Rows from a pointing dataset
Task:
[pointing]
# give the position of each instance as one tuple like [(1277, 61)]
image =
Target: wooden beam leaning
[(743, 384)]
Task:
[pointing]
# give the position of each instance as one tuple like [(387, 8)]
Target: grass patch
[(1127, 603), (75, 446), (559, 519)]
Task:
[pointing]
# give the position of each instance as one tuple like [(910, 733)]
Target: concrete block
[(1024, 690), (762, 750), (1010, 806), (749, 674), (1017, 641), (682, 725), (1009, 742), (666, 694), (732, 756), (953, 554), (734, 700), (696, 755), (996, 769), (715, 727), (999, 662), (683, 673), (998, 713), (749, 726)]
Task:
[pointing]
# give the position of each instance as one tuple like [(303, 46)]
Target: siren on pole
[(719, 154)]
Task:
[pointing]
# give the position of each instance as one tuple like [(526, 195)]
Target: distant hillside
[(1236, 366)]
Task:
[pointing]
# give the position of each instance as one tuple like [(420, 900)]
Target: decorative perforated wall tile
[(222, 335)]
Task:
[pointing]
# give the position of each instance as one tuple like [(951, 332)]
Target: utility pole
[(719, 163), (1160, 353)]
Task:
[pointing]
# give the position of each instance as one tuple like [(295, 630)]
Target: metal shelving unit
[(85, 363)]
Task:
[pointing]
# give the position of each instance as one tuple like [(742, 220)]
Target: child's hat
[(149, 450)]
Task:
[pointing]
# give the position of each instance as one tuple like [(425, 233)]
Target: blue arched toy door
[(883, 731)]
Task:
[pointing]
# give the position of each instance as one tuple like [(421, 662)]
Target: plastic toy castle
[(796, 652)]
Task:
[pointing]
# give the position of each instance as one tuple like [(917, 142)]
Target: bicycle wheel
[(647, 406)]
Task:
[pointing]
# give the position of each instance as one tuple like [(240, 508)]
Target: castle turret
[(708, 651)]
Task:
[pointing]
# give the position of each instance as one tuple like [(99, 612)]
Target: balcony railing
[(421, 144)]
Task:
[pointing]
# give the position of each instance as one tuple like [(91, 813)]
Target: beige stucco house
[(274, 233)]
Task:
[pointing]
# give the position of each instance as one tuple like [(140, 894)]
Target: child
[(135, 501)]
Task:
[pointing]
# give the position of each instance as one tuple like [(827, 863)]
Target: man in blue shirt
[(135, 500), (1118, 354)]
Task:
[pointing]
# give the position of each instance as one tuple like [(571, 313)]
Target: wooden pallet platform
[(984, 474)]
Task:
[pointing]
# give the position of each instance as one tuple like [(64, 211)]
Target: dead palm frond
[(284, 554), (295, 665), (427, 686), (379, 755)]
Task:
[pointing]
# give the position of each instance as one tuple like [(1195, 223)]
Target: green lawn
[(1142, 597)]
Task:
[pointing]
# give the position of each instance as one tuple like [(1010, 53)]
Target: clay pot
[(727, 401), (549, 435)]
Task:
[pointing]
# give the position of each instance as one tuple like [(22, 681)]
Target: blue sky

§ **Requirements**:
Turn the rows from the start through the line holding "[(85, 363)]", inclusive, into a CSV with the columns text and answer. Give one line per row, with each value in a single quoted field and line breaks replaced by spaces.

§ **Output for this task**:
text,answer
"Task: [pointing] # give the position of each instance as one tuple like [(1277, 61)] image = Target: wooden beam leaning","[(743, 384)]"
"Task: [pointing] # give the position of each instance as one tuple like [(387, 8)] Target: grass patch","[(1127, 603), (75, 446), (559, 519)]"
"Task: [pointing] # give the position of each instance as one tuple like [(910, 733)] Target: concrete block","[(1024, 690), (762, 750), (1010, 806), (749, 674), (1017, 641), (682, 725), (1009, 742), (666, 694), (732, 756), (953, 554), (734, 700), (696, 755), (996, 769), (715, 727), (999, 662), (683, 673), (998, 713), (749, 726)]"
"Task: [pointing] # give the position of each instance as one tuple like [(303, 46)] Target: siren on pole","[(719, 154)]"
"Task: [pointing] # give the position of each instance as one tuple like [(526, 195)] Target: distant hillside","[(1236, 366)]"
"Task: [pointing] # give the position of each instance as one tuple like [(420, 900)] Target: decorative perforated wall tile","[(222, 335)]"
"Task: [pointing] # give the position of each instance as one tuple like [(951, 332)] Target: utility pole","[(719, 163), (1160, 353)]"
"Task: [pointing] # give the position of each instance as one tuple like [(295, 630)] Target: metal shelving unit","[(85, 363)]"